*제시문*.

전체 게시물 중 상품권 카테고리는 4%이지만, 45.82%가 인기 게시물이다. 이는 상품권 특가에 대한 높은 관심을 반영한다. 상품권 특가를 찾는다면 뽐뿌를 자주 확인하는 것이 좋다.

식품/건강

인기 게시물 비율은 32.23%. 전체 평균인 27%보다 높다. 이는 식품/건강 관련 특가에 대한 관심이 큰 것을 볼 수 있다.

의류/잡화, 디지털, 기타

인기 게시물 비율은 약 26%로, 전체 평균(27%)에 거의 근접하다. 즉, 이 카테고리들은 뽐뿌에서 다른 카테고리와 비슷한 관심도를 받고 있으며 괜찮은 특가 정보를 발견할 수 있어 보인다.

가전/가구, 컴퓨터

많은 게시물이 있지만, 인기 게시물의 비율은 15%와 18%로 평균보다 낮다. 이런 결과로 보아 뽐뿌에서 이 카테고리의 특가 정보가 큰 인기를 얻기는 어려운 것으로 보인다.

화장품, 육아, 등산/캠핑, 서적

게시물과 인기 게시물의 비율이 모두 낮아, 뽐뿌에서 좋은 특가 정보를 찾는 것은 쉽지 않을 것 같다. 특가 정보가 필요하면 다른 커뮤니티를 확인하는 것이 좋을 것 같다.

# 데이터 프레임에서 게시물 종류 별 카테고리 갯수
category_counts = data.groupby(['post_type', 'category']).size().unstack(level=0).reset_index()
category_counts["total"] = category_counts["general"] + category_counts["popular/hot"]
category_counts["general_ratio"] = round(category_counts["general"] / category_counts["total"] * 100, 2)
category_counts["popular/hot_ratio"] = round(category_counts["popular/hot"] / category_counts["total"] * 100, 2)
category_counts["category"] = category_counts["category"].str.strip("[]")
category_counts = category_counts.sort_values(by="general_ratio", ascending=True)
category_counts

카테고리	일반 게시물	인기 게시물	종합	일반 게시물 비율	인기 게시물 비율
상품권	2568	2172	4740	54.18	45.82
식품/건강	27209	12940	40149	67.77	32.23
의류/잡화	6834	2433	9267	73.75	26.25
디지털	11489	4048	15537	73.95	26.05
기타	17633	5880	23513	74.99	25.01
서적	356	116	472	75.42	24.58
화장품	2488	755	3243	76.72	23.28
등산/캠핑	803	179	982	81.77	18.23
컴퓨터	6989	1544	8533	81.91	18.09
가전/가구	7483	1413	8896	84.12	15.88
육아	2279	369	2648	86.06	13.94

# 순서 정렬
category_counts = category_counts.sort_values(by="general_ratio", ascending=False)

# 그래프 그리기
plt.figure(figsize=(12,4))
bar_general = plt.barh(category_counts["category"], category_counts["general_ratio"], color="skyblue", label="일반 게시물")
bar_popular_hot = plt.barh(category_counts["category"], category_counts["popular/hot_ratio"], left=category_counts["general_ratio"], color="lightgreen", label="인기 게시물")

# 그래프에 퍼센트 삽입
autolabel(bar_general)
autolabel(bar_popular_hot, previous_bars=[bar_general])

plt.xlabel("")
plt.ylabel("")
plt.legend(bbox_to_anchor=(1.05, 1))

*작업 지시*.
카테고리별 인기 게시물 비율을 다룬 제시문을 "인기 게시물 비율은 약"부터 시작해 "어려운 것으로 보인다."까지 이어서 다시 적어 주세요. 그 안의 "뽐뿌"라는 표현은 "해당 커뮤니티"(으)로 바꿔 쓰세요. 아래 목록은 위 제시문과 관련이 없습니다.

[데이터 소스에서 가져온 항목]

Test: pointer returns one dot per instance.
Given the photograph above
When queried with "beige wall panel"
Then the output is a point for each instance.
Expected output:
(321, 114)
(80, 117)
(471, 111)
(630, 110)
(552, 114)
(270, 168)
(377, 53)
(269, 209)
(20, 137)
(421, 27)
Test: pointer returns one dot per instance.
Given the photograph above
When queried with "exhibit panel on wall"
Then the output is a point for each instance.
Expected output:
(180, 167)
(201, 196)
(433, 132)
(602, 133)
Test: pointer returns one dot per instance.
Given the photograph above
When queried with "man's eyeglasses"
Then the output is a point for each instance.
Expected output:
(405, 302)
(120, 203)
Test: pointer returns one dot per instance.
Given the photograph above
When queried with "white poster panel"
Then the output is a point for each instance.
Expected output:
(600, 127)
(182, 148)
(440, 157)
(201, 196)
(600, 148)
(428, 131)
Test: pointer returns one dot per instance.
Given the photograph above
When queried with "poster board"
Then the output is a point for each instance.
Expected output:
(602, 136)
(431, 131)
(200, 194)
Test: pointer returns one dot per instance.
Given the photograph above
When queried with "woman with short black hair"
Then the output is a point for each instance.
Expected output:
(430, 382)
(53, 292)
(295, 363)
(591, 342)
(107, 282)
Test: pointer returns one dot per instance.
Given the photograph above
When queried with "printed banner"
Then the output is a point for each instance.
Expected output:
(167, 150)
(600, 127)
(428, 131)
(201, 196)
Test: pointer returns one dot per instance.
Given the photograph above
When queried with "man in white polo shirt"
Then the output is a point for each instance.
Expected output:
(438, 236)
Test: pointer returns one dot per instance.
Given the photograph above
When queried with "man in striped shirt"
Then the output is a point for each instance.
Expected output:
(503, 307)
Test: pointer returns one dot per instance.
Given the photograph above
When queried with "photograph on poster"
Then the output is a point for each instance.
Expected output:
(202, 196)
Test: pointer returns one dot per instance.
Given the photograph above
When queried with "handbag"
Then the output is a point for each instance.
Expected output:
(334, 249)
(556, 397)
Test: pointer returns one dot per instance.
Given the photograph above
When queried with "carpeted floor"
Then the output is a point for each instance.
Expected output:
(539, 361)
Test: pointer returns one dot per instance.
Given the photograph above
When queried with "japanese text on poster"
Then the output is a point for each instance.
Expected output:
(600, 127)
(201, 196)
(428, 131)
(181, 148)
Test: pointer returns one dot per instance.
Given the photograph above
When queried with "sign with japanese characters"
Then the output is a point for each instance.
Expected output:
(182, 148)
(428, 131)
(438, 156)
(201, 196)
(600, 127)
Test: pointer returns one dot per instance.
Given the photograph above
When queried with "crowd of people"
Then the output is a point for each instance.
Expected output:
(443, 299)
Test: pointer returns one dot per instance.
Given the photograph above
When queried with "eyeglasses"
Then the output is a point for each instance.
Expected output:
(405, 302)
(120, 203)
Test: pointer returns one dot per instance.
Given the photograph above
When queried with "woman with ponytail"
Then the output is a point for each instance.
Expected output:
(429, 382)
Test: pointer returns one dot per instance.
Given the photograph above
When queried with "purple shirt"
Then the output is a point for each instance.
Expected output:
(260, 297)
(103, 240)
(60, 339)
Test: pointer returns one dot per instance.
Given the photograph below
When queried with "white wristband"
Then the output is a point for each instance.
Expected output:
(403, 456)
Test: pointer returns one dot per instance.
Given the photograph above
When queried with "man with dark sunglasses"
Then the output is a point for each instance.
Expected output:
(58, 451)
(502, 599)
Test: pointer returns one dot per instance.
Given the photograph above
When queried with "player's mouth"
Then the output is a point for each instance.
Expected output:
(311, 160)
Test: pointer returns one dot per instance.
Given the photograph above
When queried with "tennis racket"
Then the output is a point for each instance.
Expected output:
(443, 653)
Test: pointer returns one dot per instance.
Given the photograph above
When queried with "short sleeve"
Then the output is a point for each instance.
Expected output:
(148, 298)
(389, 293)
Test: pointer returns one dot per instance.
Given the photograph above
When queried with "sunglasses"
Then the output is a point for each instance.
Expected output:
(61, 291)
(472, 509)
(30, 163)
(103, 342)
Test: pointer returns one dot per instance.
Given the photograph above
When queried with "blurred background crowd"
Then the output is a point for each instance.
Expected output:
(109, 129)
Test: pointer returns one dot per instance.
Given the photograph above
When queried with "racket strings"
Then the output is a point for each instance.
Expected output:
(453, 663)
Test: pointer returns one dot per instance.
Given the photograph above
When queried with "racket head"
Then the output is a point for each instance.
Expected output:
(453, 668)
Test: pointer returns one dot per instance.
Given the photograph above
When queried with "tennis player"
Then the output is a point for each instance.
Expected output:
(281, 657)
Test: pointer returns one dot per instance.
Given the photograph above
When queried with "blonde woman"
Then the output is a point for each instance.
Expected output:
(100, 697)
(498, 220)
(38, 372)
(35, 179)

* * *

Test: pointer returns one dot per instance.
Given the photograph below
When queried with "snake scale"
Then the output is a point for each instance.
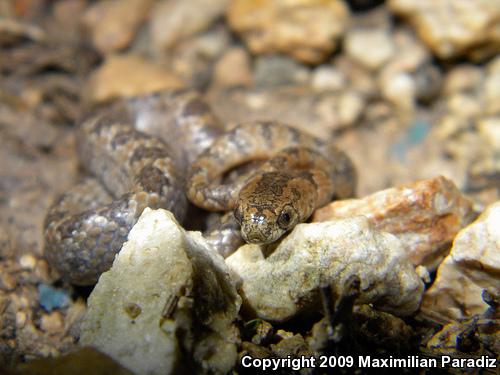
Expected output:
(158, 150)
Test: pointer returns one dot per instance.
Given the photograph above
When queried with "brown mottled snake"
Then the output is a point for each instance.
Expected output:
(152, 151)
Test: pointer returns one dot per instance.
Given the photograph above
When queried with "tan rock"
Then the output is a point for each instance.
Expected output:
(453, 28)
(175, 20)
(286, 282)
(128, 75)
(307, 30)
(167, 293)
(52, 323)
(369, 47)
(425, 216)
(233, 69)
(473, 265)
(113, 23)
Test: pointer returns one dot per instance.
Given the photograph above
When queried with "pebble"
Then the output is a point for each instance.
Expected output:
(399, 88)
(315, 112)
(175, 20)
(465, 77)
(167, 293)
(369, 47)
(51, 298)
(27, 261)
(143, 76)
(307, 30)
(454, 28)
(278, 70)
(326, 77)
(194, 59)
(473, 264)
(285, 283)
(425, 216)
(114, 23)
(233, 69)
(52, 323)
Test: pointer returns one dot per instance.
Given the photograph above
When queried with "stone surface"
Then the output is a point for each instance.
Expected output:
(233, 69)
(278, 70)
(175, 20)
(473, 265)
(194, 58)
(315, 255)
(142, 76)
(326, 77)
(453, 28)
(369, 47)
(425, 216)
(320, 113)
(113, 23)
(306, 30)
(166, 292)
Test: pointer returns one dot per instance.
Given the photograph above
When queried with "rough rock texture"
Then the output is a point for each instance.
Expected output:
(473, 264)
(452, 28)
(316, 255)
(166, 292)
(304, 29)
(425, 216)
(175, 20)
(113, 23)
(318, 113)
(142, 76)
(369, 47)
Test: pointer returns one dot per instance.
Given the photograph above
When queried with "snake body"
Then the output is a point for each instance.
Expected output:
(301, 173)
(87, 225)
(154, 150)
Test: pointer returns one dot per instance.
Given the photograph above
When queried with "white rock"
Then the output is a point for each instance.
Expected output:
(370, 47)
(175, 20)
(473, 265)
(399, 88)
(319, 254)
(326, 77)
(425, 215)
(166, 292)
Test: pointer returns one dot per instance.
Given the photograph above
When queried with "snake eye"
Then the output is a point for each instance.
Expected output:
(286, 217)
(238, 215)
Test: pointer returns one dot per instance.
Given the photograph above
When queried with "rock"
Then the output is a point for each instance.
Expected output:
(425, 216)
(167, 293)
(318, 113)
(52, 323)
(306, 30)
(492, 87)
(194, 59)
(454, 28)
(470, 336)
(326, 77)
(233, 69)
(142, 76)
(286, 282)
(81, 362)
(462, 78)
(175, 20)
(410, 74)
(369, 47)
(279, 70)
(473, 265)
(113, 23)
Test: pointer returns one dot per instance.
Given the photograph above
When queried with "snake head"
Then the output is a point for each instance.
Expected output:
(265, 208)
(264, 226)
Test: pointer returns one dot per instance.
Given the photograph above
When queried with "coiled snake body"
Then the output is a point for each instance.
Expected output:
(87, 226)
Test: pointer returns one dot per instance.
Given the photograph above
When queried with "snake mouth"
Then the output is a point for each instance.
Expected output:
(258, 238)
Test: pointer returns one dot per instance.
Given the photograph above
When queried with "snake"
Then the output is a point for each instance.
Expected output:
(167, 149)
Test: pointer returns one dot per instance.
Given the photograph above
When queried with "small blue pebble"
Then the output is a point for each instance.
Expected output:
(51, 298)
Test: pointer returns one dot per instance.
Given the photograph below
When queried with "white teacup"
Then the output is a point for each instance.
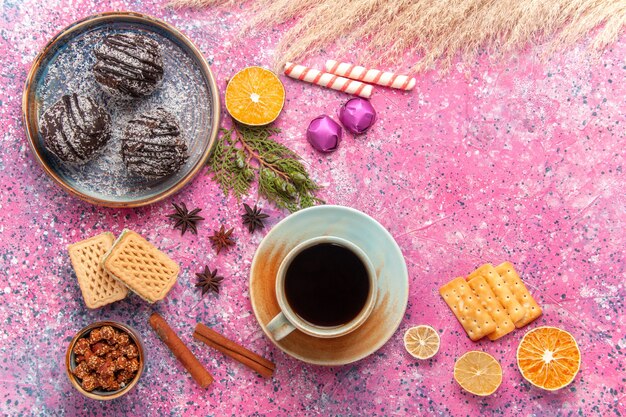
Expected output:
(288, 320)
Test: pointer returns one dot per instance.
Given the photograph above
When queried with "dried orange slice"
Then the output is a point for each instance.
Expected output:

---

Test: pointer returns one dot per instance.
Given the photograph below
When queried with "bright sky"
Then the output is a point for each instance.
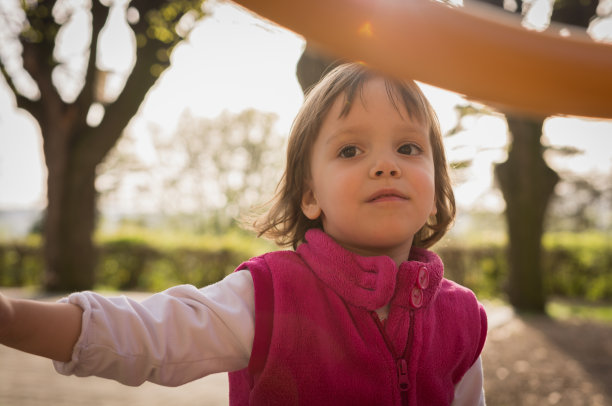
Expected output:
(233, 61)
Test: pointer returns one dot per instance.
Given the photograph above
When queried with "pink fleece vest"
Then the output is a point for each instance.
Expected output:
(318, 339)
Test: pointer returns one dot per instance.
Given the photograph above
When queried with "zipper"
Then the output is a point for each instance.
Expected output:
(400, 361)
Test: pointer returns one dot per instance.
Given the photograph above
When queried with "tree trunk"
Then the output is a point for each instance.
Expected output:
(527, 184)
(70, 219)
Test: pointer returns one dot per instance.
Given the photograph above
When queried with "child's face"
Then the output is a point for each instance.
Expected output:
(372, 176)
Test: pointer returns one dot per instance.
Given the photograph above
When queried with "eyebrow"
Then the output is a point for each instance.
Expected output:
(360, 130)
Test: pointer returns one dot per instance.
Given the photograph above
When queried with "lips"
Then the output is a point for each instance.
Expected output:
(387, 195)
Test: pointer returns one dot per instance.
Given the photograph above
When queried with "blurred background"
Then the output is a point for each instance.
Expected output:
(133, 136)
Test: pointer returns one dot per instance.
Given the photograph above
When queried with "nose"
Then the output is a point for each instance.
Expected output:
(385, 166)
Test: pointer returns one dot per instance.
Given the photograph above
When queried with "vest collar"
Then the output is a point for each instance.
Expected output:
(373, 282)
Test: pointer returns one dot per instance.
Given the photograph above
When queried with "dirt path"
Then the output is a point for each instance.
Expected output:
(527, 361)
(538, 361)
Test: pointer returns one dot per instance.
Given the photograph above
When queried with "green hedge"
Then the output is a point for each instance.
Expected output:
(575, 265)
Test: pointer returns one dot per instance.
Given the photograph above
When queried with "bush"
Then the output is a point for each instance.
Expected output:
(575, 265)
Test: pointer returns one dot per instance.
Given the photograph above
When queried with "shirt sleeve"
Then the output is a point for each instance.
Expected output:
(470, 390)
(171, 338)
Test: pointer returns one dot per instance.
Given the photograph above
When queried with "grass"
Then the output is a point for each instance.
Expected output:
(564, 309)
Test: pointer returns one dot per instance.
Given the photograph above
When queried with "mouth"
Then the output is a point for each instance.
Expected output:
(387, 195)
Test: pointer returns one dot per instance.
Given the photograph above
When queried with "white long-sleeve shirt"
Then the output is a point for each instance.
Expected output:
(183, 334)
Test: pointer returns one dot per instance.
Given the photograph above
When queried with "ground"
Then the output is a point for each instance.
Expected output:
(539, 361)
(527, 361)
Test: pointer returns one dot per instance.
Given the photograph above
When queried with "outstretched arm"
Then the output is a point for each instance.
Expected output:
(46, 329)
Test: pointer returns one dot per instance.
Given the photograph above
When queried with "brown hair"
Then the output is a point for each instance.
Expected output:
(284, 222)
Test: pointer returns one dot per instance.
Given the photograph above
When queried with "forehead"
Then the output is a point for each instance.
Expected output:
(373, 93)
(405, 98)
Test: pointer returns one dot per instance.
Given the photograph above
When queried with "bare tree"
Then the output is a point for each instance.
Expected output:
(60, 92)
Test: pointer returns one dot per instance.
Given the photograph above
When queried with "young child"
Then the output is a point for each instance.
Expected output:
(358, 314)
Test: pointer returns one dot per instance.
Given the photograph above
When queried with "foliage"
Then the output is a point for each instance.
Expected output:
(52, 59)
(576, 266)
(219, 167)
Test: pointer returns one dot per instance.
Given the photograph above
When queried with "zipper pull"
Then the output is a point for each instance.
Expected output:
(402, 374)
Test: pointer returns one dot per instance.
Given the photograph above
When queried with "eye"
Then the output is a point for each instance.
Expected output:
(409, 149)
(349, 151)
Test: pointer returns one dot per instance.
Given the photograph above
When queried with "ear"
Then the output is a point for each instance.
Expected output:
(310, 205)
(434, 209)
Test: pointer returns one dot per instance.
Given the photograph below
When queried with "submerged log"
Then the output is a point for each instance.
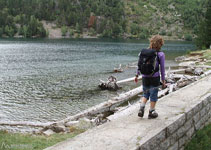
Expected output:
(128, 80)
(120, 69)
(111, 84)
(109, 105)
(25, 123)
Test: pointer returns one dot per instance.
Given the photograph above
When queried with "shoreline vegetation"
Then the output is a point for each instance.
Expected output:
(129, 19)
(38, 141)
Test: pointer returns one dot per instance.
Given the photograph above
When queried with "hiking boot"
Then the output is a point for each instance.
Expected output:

*작업 결과*.
인기 게시물 비율은 약 26%로, 전체 평균(27%)에 거의 근접하다. 즉, 이 카테고리들은 해당 커뮤니티에서 다른 카테고리와 비슷한 관심도를 받고 있으며 괜찮은 특가 정보를 발견할 수 있어 보인다.

가전/가구, 컴퓨터

많은 게시물이 있지만, 인기 게시물의 비율은 15%와 18%로 평균보다 낮다. 이런 결과로 보아 해당 커뮤니티에서 이 카테고리의 특가 정보가 큰 인기를 얻기는 어려운 것으로 보인다.